• Data to use:
--- Start ---
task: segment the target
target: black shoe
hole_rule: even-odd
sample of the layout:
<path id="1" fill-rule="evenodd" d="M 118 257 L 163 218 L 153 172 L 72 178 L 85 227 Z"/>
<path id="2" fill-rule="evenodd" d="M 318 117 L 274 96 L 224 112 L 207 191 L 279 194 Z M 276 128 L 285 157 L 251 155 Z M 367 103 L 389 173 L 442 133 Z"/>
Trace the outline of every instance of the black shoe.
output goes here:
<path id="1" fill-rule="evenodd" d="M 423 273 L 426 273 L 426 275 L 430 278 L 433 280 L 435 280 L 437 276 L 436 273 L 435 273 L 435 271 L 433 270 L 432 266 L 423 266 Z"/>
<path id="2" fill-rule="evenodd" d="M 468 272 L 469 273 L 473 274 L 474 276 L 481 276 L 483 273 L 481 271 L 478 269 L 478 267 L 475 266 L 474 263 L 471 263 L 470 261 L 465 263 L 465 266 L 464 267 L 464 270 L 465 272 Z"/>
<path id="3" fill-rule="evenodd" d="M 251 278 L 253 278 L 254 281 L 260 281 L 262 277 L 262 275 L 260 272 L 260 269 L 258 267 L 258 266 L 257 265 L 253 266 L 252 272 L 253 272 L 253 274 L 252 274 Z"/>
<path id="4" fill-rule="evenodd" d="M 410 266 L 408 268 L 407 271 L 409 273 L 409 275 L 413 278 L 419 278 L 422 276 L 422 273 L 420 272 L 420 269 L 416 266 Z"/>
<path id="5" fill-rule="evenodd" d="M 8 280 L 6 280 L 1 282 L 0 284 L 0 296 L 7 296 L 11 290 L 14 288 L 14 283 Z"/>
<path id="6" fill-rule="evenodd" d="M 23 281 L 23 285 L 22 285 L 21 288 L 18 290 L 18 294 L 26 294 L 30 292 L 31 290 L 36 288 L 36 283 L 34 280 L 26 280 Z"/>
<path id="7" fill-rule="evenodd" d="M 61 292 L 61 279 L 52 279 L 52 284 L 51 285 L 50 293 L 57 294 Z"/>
--- End ---
• Exercise prompt:
Copy the data above line for line, changing nothing.

• Written solution:
task: segment the target
target: black shoe
hole_rule: even-odd
sample of the layout:
<path id="1" fill-rule="evenodd" d="M 118 257 L 163 218 L 153 172 L 72 178 L 85 227 Z"/>
<path id="2" fill-rule="evenodd" d="M 318 117 L 274 96 L 224 112 L 207 191 L 279 194 Z M 276 128 L 285 157 L 251 155 Z M 367 103 L 389 173 L 442 133 Z"/>
Trace the outline of every instance of the black shoe.
output goes here:
<path id="1" fill-rule="evenodd" d="M 423 273 L 426 273 L 426 275 L 430 278 L 433 280 L 435 280 L 437 276 L 436 273 L 435 273 L 435 271 L 433 270 L 432 266 L 423 266 Z"/>
<path id="2" fill-rule="evenodd" d="M 468 272 L 469 273 L 473 274 L 474 276 L 481 276 L 483 273 L 481 271 L 478 269 L 478 267 L 475 266 L 474 263 L 471 263 L 470 261 L 465 263 L 465 266 L 464 267 L 464 270 L 465 272 Z"/>
<path id="3" fill-rule="evenodd" d="M 251 278 L 253 278 L 254 281 L 260 281 L 262 277 L 262 275 L 260 272 L 260 269 L 258 267 L 258 266 L 257 265 L 253 266 L 252 272 L 253 272 L 253 274 L 252 274 Z"/>
<path id="4" fill-rule="evenodd" d="M 410 266 L 408 268 L 407 271 L 409 273 L 409 275 L 413 278 L 419 278 L 422 276 L 422 273 L 420 272 L 420 269 L 416 266 Z"/>
<path id="5" fill-rule="evenodd" d="M 8 280 L 6 280 L 1 282 L 0 284 L 0 296 L 7 296 L 11 290 L 14 288 L 14 283 Z"/>
<path id="6" fill-rule="evenodd" d="M 23 281 L 23 285 L 22 285 L 21 288 L 18 290 L 18 294 L 26 294 L 30 292 L 31 290 L 36 288 L 36 283 L 34 280 L 26 280 Z"/>
<path id="7" fill-rule="evenodd" d="M 61 292 L 61 279 L 52 279 L 52 284 L 51 285 L 50 293 L 57 294 Z"/>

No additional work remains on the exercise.